Stored entries:

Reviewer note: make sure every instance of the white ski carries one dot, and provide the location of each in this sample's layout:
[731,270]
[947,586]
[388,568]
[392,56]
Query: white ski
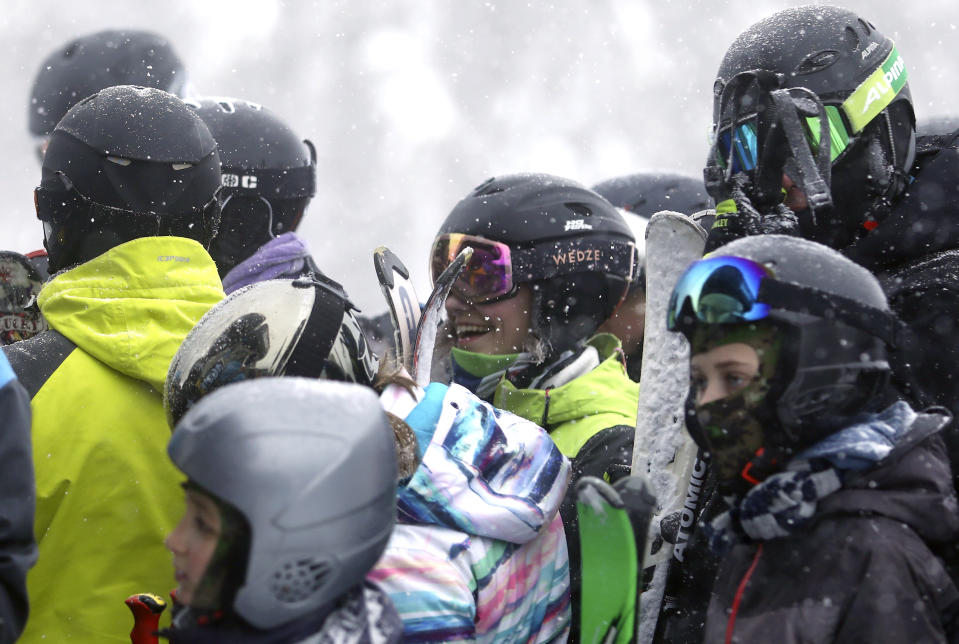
[663,451]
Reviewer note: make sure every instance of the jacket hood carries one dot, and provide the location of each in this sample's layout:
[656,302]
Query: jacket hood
[923,221]
[912,485]
[131,307]
[485,472]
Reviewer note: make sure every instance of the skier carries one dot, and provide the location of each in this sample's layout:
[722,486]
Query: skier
[20,283]
[127,207]
[277,549]
[479,552]
[641,196]
[835,487]
[18,548]
[551,261]
[879,195]
[83,66]
[269,178]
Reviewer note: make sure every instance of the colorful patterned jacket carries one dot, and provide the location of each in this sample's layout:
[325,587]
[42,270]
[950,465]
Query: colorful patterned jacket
[479,553]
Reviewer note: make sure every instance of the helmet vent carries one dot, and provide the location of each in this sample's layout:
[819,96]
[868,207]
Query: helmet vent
[298,580]
[817,61]
[487,188]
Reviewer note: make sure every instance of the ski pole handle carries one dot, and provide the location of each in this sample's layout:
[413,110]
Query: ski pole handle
[146,609]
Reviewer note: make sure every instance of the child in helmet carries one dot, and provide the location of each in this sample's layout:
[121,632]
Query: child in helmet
[836,491]
[551,261]
[285,515]
[479,552]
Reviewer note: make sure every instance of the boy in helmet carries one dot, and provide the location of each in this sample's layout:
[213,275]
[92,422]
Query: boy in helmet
[815,135]
[479,552]
[836,493]
[551,261]
[277,549]
[128,205]
[269,178]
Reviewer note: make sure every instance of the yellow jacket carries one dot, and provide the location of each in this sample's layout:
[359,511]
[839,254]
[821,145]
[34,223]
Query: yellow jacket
[107,494]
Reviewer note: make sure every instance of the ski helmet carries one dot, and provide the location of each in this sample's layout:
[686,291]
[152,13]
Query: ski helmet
[804,75]
[311,466]
[85,65]
[571,245]
[269,176]
[20,284]
[300,327]
[125,163]
[827,359]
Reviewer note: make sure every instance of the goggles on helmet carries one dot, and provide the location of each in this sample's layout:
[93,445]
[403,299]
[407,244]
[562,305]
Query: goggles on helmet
[737,145]
[487,277]
[491,274]
[729,290]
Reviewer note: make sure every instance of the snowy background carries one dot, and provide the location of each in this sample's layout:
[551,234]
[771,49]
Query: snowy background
[411,103]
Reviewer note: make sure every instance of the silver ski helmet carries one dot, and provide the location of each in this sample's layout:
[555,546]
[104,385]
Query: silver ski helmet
[299,327]
[269,175]
[319,500]
[571,245]
[846,82]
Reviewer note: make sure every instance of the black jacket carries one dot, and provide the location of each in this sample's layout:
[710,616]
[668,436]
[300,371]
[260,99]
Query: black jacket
[18,549]
[862,570]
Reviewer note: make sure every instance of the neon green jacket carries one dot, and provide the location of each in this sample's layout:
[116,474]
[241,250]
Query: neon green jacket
[107,495]
[578,410]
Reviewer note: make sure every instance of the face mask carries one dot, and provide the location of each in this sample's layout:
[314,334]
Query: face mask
[734,429]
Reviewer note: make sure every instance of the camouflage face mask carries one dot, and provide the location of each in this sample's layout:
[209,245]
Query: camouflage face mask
[734,429]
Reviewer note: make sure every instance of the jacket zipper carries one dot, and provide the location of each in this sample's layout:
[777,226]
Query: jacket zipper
[739,595]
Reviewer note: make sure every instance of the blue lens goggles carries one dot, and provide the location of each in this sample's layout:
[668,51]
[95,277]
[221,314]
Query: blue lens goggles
[738,146]
[718,290]
[729,290]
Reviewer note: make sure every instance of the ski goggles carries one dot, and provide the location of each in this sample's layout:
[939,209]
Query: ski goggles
[729,290]
[492,273]
[737,145]
[487,277]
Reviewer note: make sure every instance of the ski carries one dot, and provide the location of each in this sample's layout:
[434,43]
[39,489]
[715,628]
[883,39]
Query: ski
[613,525]
[404,307]
[663,451]
[432,316]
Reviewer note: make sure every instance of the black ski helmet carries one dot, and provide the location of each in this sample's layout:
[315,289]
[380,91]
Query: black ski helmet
[582,255]
[311,467]
[125,163]
[20,283]
[837,334]
[838,68]
[269,176]
[301,327]
[85,65]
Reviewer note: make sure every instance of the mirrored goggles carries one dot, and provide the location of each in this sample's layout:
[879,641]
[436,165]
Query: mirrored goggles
[727,290]
[739,145]
[488,276]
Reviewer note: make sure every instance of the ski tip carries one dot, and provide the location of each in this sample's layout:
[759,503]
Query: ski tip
[385,262]
[676,220]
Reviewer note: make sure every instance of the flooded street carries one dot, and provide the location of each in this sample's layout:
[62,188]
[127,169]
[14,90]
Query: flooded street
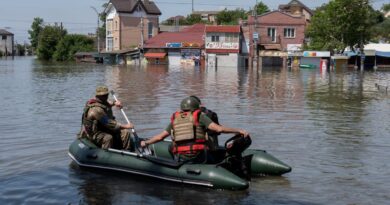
[331,128]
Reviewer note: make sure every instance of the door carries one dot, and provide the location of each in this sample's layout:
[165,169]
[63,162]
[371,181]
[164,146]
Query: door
[174,58]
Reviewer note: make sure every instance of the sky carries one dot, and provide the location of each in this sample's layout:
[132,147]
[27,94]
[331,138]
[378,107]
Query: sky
[77,16]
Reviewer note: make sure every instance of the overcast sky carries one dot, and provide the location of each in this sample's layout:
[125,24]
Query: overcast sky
[78,17]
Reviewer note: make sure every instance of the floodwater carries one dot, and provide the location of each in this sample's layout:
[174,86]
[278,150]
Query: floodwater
[332,128]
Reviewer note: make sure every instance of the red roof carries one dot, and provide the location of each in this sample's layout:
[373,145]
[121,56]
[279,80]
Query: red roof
[192,35]
[223,29]
[155,55]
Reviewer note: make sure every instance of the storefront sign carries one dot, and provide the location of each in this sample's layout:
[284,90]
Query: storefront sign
[222,45]
[173,45]
[316,54]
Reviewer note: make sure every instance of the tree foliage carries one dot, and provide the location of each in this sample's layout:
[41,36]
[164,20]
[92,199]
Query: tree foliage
[71,44]
[231,17]
[342,23]
[36,28]
[48,40]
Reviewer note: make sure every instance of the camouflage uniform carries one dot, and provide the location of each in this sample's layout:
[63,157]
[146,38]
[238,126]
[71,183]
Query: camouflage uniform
[100,126]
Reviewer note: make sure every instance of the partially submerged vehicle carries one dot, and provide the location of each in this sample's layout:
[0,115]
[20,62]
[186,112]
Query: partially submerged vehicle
[156,161]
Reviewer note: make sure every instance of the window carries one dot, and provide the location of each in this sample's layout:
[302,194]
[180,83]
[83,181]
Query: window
[110,44]
[109,27]
[214,38]
[150,29]
[271,32]
[289,32]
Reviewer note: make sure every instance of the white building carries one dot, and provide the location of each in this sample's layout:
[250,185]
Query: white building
[6,43]
[223,46]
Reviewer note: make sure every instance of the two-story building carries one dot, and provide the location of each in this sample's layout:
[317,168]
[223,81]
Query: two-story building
[207,16]
[129,23]
[184,47]
[276,31]
[6,43]
[297,8]
[223,46]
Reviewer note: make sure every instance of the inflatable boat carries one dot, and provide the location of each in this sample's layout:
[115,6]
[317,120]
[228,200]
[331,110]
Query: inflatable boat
[158,162]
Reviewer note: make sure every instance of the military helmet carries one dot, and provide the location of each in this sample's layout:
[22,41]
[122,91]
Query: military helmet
[101,90]
[189,104]
[196,98]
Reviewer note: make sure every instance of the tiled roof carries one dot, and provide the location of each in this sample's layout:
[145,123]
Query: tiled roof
[206,12]
[128,6]
[278,18]
[223,29]
[192,35]
[295,2]
[5,32]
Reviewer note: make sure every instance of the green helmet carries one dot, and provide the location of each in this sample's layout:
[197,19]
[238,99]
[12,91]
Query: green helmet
[189,104]
[101,90]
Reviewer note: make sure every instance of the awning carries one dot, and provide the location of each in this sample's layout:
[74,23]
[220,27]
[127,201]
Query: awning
[383,54]
[272,46]
[155,55]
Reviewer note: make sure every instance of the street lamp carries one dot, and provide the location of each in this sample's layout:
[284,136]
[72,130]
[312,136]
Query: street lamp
[97,30]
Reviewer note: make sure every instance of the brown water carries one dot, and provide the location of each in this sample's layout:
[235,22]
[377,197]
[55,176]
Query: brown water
[332,128]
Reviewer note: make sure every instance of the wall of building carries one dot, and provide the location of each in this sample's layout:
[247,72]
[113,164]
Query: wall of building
[6,45]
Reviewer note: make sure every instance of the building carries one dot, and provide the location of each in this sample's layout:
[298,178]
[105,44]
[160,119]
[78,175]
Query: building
[129,23]
[207,16]
[223,46]
[185,47]
[296,8]
[276,32]
[6,43]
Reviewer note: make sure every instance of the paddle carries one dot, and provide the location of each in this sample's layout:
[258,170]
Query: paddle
[136,138]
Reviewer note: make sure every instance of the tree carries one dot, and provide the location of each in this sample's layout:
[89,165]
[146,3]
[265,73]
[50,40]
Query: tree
[49,37]
[231,17]
[386,7]
[71,44]
[341,23]
[36,28]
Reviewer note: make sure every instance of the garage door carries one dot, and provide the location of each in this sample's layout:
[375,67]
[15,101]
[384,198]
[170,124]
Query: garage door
[174,58]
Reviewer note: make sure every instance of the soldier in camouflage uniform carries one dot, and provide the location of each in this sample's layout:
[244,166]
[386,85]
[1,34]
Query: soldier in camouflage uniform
[99,124]
[188,128]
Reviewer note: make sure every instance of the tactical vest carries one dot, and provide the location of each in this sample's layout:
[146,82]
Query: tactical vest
[188,135]
[91,126]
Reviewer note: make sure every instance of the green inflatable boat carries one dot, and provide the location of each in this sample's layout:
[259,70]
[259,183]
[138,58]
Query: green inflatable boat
[158,163]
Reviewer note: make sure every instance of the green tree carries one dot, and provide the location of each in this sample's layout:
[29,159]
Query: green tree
[49,37]
[386,7]
[231,17]
[341,23]
[71,44]
[36,28]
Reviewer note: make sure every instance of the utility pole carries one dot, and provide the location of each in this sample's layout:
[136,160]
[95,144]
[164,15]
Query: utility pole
[142,40]
[98,27]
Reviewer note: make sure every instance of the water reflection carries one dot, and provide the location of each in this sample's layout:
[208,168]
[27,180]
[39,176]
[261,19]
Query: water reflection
[332,128]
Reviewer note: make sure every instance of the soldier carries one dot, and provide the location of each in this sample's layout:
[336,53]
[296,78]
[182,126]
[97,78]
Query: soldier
[99,124]
[188,128]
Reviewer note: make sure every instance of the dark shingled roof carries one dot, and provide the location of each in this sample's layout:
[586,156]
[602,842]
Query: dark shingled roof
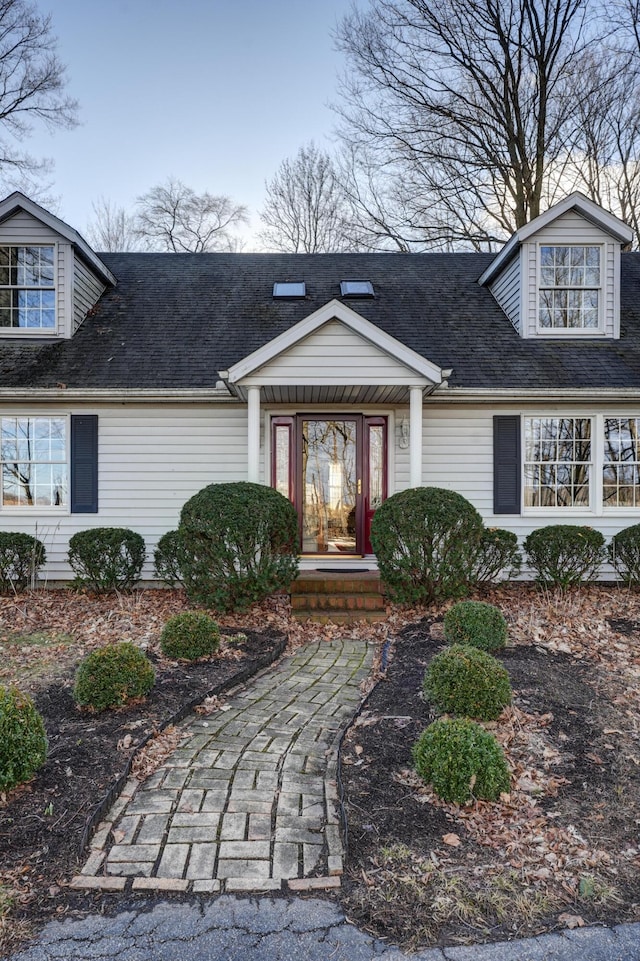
[175,320]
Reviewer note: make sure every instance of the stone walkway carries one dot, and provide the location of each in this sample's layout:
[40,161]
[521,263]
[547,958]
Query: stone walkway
[248,800]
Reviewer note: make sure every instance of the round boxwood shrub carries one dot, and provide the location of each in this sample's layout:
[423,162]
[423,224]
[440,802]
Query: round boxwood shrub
[21,557]
[113,675]
[166,559]
[23,742]
[466,681]
[461,761]
[190,635]
[497,557]
[477,624]
[425,540]
[624,554]
[238,543]
[564,554]
[106,558]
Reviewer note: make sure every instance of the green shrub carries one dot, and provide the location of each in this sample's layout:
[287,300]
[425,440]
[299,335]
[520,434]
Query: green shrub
[425,539]
[564,554]
[466,681]
[477,624]
[106,558]
[166,559]
[23,742]
[461,761]
[624,554]
[190,635]
[239,544]
[21,557]
[113,675]
[497,557]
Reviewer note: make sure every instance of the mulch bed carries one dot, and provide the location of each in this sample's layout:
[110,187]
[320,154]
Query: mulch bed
[562,849]
[42,823]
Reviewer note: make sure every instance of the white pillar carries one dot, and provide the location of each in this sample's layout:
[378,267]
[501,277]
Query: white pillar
[253,435]
[415,436]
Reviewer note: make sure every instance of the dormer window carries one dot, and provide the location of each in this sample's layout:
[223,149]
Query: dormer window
[569,291]
[27,289]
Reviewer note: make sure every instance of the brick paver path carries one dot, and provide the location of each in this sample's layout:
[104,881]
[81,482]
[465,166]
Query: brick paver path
[248,800]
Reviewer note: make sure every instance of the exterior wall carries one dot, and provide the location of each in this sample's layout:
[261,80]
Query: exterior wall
[150,461]
[571,228]
[334,354]
[506,289]
[87,289]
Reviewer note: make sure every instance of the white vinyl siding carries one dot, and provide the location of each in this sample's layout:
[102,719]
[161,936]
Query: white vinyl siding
[150,461]
[334,355]
[506,289]
[571,229]
[87,290]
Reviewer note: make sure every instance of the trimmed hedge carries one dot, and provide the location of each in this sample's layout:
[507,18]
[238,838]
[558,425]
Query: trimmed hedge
[565,554]
[466,681]
[497,557]
[624,554]
[23,741]
[166,558]
[106,558]
[425,540]
[238,545]
[190,636]
[477,624]
[113,675]
[461,761]
[21,557]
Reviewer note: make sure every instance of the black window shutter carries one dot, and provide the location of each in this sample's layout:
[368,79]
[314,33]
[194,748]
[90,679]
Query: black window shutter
[507,465]
[84,464]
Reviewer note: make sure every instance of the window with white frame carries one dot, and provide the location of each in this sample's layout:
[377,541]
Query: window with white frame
[569,288]
[558,462]
[621,467]
[34,462]
[27,287]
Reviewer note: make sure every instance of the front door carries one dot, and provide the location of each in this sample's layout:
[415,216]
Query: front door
[333,467]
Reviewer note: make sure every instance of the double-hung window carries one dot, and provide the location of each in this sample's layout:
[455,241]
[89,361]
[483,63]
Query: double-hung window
[27,287]
[558,462]
[34,462]
[569,293]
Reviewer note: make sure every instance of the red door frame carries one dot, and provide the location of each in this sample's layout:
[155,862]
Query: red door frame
[364,512]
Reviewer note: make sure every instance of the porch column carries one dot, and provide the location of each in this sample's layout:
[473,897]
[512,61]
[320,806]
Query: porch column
[253,434]
[415,436]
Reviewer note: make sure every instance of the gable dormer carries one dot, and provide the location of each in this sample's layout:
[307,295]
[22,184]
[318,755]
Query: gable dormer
[559,276]
[49,276]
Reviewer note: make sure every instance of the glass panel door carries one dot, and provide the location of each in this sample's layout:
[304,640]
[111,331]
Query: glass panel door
[330,481]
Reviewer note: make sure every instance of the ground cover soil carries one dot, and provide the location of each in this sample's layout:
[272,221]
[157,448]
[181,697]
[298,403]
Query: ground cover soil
[42,638]
[562,849]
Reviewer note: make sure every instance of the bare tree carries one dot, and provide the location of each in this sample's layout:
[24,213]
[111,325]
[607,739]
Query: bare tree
[32,88]
[466,105]
[112,227]
[306,208]
[173,217]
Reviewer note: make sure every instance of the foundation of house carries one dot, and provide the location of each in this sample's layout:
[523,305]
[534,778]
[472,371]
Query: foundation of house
[338,598]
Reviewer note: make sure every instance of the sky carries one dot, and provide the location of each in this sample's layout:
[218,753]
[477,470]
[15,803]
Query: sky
[213,92]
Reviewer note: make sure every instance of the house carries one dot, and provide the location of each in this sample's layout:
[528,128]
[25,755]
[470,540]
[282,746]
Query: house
[130,381]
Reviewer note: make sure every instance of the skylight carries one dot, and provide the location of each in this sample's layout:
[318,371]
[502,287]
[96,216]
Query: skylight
[290,290]
[356,288]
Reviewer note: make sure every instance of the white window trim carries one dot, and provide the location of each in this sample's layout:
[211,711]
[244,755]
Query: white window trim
[38,332]
[596,485]
[571,332]
[41,510]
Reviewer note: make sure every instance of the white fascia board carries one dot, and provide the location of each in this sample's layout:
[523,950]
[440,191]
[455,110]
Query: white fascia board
[591,211]
[116,395]
[334,310]
[18,201]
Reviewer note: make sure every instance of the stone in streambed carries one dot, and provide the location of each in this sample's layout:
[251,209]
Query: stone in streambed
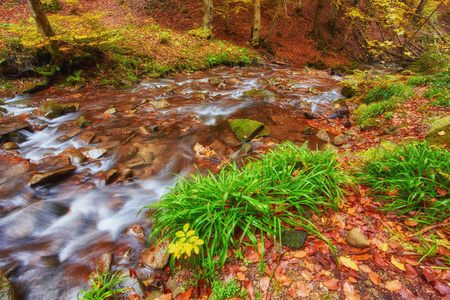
[158,257]
[40,179]
[294,239]
[6,289]
[246,129]
[357,239]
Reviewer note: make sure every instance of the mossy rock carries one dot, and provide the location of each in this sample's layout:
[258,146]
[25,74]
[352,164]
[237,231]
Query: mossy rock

Written problem - Set down exactly and only the lines from the line that contains "Reviewer note: make sure every instance of the foundation" through the last line of the entries above, with both of those lines included and the pictures left out.

Right answer -
Reviewer note: make sure every instance of the foundation of house carries one dot, and provide the location of each in this sample's layout:
[523,305]
[534,778]
[472,371]
Query: foundation of house
[338,598]
Reviewer note: make sure every instance of the sky carries one dot, and provide the location of each in this sample's layout:
[218,753]
[477,470]
[15,803]
Query: sky
[213,92]
Reviewer note: make sure every instance of the house carries one dot, and provide the location of each in this sample's layout:
[528,128]
[25,755]
[470,540]
[282,746]
Query: house
[130,381]
Reviewer note: make sure every instance of the skylight carries one dot, and provide the location of each in this sample's layout:
[318,371]
[502,287]
[96,216]
Query: skylight
[290,290]
[356,288]
Reviewer note: make sure every instance of the white window trim carries one dot, and provide the location of each in this sample's layout:
[211,711]
[244,755]
Query: white window trim
[38,332]
[596,485]
[571,332]
[41,510]
Reviewer note: make sure every instance of the white fascia board carries one dot, and provide the location of each in this sample's layout:
[523,950]
[440,191]
[455,110]
Query: white fascia board
[591,211]
[116,395]
[334,310]
[18,201]
Reviewer note: make sure every instance of the stone in streambed carries one dot, and provide the location of each in this sample's layout:
[251,209]
Query: stone in streambed
[158,257]
[40,179]
[294,239]
[6,289]
[246,129]
[357,239]
Reviewer note: make sure every instance of the mossy rock carries one dot, and provide the location of each in this sample's layout:
[258,146]
[25,74]
[352,164]
[237,231]
Query: mossy rock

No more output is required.